### YOUR TASKS
A. From the passage on the second chamber below, quote the part that opens with the words containing "After the rejection" and closes with "effect of law.".
B. According to the passage on the second chamber below, why is it useful to deny that chamber the right to reject an appropriation bill?

### TEXT
* start *

It would be, of course, of vital importance that a second chamber constituted in either of the above ways be kept in strict subordination to the chamber which represents the electorate at large. The principal means for accomplishing this has already been provided for in the plan for the union of the executive and legislative functions in the lower house. The fact that the entire executive power of the state is placed in the hands of the leaders of the legislative majority of the lower house must always make that the more powerful organ of government. But we can go farther. It may be provided that the second chamber shall never have the right to reject an appropriation bill. This will prevent its ever interfering with the conduct of the government through the collection of taxes and the expenditure of money. Then a suitable method of “steam-rollering” the second chamber with regard to the passage of legislation may be provided as follows:

After the rejection of any bill passed by the lower house in two successive sessions, the vote upon such bill shall be taken, with both branches of the legislature sitting in joint session and a majority of the votes in such joint session shall be sufficient to give the bill the effect of law.

* end *

### DATA LINES
* start *

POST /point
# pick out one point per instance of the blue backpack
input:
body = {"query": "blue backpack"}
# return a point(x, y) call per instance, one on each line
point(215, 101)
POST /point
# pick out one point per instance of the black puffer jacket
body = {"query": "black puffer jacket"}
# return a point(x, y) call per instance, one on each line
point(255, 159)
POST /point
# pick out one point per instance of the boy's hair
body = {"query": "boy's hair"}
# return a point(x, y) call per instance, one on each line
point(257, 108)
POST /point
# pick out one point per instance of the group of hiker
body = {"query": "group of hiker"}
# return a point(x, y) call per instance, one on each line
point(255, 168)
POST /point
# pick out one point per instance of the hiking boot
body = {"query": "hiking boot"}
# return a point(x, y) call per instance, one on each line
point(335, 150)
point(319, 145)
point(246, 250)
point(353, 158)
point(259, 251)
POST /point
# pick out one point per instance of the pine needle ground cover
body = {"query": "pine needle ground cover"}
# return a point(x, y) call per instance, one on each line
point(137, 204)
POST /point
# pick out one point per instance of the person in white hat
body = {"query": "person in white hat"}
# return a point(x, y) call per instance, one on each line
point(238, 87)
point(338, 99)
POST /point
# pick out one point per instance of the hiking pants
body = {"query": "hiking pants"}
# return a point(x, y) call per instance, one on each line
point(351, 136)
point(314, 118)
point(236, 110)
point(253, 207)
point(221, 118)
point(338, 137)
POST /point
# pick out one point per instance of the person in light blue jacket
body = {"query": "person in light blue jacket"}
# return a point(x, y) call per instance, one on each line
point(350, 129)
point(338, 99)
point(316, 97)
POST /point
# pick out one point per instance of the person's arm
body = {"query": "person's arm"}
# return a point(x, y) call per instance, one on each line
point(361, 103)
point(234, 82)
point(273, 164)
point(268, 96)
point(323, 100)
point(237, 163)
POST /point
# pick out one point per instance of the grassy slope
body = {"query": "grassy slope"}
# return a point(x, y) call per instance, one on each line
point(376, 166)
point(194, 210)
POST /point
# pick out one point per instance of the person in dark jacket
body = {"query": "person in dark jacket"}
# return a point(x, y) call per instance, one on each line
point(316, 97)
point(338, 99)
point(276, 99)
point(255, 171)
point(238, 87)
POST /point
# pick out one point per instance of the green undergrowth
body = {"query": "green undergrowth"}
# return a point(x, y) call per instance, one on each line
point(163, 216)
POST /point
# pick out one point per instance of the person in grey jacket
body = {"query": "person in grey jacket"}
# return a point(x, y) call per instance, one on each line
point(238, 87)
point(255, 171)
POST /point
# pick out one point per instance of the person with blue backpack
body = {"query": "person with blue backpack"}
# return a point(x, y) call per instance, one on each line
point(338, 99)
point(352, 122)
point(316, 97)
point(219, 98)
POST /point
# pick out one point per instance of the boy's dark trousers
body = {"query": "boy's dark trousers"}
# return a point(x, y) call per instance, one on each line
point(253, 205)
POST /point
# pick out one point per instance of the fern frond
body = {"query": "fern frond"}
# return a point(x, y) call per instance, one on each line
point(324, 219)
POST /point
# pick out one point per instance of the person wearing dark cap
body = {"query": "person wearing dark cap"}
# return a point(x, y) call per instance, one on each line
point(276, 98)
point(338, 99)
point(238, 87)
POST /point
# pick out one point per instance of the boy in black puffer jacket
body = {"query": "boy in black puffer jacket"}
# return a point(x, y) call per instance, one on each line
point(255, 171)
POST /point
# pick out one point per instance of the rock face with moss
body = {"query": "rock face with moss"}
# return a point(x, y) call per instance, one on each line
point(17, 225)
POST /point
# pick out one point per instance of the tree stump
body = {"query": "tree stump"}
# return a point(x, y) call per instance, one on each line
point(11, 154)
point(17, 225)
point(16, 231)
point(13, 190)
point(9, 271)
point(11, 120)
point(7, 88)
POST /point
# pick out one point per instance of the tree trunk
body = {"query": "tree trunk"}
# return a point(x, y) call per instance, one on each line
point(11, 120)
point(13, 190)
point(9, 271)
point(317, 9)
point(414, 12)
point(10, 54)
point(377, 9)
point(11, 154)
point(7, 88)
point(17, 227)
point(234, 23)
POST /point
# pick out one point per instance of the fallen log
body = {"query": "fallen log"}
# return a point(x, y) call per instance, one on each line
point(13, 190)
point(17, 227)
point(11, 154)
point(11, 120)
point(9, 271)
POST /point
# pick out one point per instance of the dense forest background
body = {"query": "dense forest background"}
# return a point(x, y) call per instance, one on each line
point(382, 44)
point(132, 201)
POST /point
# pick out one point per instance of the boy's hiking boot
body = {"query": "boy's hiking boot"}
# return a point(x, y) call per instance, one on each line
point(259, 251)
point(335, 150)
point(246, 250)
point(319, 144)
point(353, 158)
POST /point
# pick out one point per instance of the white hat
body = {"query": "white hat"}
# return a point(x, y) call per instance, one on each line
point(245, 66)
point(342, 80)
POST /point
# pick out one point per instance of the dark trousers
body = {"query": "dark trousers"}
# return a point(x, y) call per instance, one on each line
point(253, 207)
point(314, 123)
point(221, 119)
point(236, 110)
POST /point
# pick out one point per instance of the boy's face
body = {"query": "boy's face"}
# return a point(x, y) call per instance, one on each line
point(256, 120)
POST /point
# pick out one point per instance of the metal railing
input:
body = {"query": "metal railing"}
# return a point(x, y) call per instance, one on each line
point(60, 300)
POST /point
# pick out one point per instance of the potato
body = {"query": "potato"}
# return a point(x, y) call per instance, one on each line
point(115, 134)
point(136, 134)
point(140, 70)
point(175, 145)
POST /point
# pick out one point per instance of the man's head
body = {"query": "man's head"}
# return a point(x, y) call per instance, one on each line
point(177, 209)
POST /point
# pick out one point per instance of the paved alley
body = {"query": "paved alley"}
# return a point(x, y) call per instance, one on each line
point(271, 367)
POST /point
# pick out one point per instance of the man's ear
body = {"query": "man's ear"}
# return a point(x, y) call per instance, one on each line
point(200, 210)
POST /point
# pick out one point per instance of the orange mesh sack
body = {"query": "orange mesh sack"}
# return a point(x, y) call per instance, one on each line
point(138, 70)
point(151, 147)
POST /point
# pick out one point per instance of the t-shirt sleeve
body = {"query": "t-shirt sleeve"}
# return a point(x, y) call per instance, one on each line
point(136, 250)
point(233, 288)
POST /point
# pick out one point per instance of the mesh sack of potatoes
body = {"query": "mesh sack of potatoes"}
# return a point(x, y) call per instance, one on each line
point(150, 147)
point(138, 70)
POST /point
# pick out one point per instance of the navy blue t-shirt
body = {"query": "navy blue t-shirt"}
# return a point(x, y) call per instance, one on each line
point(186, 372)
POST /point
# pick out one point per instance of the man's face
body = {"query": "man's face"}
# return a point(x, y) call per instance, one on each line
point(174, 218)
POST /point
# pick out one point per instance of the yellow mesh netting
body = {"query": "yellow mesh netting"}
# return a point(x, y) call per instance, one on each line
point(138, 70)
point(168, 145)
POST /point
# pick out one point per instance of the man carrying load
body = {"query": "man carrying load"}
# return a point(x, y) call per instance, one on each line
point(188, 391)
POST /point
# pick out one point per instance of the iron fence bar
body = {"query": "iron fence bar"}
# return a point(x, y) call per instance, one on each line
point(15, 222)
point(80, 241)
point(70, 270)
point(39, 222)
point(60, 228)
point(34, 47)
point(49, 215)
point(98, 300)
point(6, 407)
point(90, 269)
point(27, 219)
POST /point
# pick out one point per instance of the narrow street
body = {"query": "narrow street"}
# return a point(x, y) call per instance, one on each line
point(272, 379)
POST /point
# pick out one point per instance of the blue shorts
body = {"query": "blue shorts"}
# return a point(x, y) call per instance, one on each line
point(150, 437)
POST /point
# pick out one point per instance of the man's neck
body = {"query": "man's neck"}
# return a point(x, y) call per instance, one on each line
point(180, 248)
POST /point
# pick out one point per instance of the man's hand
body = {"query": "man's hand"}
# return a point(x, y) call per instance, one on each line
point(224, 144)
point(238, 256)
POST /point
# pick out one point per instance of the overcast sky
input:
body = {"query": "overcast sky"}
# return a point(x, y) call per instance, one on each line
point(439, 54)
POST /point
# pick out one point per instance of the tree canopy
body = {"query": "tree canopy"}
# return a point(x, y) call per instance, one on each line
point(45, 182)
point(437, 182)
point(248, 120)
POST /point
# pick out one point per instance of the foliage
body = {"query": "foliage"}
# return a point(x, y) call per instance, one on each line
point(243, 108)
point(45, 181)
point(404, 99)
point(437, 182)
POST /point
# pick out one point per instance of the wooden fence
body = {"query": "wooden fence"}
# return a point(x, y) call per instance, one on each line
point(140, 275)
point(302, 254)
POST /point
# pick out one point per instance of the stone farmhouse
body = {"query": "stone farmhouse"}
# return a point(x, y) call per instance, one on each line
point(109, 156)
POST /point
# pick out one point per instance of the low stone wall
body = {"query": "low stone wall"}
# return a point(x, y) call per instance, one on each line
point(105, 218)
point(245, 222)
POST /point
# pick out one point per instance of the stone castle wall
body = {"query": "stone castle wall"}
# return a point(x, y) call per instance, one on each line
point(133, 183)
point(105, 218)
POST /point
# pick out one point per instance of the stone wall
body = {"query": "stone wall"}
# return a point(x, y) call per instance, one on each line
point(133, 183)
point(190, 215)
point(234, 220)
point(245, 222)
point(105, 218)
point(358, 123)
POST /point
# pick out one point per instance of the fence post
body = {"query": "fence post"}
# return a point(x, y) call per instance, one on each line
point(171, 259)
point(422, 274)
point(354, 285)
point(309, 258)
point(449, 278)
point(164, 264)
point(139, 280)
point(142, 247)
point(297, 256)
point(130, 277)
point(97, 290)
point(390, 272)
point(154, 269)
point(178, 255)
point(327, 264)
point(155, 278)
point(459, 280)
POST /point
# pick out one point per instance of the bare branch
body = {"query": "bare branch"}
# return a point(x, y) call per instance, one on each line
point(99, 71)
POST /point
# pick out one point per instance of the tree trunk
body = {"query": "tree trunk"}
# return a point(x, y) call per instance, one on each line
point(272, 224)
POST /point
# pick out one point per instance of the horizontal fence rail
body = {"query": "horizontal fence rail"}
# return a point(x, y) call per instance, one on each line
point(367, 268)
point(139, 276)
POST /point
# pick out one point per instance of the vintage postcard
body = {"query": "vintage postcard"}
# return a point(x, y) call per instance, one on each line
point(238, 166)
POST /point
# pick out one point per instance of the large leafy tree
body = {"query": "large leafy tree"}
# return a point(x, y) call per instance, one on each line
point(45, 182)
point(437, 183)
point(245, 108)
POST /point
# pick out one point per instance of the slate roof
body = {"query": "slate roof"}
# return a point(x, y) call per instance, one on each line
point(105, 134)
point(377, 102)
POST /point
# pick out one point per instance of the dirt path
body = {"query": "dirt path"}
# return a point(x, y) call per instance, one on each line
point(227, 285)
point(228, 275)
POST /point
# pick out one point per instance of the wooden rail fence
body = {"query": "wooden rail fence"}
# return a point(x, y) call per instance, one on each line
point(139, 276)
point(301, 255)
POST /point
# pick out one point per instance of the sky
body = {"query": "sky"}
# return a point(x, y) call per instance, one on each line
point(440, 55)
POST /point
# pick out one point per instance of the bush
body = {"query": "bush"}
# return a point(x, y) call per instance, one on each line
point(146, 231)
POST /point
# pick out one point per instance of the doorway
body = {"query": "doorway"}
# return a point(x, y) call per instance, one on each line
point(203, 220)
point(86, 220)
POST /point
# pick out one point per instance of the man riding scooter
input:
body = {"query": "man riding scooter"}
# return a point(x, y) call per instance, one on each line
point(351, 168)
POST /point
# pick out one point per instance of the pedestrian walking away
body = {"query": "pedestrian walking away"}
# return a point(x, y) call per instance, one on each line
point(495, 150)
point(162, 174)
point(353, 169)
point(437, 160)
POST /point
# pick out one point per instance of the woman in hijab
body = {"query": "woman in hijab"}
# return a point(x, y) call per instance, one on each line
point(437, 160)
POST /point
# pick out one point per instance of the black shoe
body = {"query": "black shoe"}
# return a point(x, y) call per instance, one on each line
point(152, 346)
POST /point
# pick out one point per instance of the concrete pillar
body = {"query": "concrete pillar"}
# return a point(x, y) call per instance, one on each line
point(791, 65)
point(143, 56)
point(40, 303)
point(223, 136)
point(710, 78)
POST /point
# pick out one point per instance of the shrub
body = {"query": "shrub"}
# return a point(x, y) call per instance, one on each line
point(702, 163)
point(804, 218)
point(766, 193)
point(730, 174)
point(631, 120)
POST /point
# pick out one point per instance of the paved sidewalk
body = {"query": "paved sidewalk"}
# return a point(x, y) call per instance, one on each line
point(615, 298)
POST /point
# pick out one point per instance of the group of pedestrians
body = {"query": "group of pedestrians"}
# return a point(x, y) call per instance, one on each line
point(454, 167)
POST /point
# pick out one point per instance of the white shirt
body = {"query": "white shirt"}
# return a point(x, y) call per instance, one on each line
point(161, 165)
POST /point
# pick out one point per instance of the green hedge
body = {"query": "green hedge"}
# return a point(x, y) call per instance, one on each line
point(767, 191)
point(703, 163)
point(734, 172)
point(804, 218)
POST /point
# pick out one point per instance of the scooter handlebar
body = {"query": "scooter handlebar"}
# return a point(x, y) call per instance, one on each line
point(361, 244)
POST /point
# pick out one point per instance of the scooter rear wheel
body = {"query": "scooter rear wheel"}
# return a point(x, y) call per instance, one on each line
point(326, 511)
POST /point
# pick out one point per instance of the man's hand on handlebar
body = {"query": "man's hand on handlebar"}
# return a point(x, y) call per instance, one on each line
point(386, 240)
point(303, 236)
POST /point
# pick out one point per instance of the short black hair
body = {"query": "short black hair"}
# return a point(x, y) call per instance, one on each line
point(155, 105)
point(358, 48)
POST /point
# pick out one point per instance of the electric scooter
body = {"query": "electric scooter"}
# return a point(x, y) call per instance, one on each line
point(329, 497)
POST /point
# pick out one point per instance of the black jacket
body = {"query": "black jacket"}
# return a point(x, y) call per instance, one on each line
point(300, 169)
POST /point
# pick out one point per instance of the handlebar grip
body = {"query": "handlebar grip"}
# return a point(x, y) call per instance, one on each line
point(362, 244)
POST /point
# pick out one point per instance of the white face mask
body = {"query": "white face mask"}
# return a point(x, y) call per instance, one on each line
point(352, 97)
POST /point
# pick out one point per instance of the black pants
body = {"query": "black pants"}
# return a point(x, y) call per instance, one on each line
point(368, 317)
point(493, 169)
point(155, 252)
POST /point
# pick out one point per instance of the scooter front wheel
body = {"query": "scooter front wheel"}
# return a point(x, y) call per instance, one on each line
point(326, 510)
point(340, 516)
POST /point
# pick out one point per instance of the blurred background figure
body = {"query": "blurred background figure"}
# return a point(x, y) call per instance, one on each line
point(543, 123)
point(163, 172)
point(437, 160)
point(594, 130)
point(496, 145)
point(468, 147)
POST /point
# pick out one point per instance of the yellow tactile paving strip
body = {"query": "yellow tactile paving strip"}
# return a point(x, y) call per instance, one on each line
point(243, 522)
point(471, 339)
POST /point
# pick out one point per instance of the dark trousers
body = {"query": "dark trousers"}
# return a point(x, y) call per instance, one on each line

* end *

### RESULTS FOR EACH TASK
A.
After the rejection of any bill passed by the lower house in two successive sessions, the vote upon such bill shall be taken, with both branches of the legislature sitting in joint session and a majority of the votes in such joint session shall be sufficient to give the bill the effect of law.

B. Denying it that right would prevent the second chamber from ever interfering with the conduct of the government through the collection of taxes and the expenditure of money.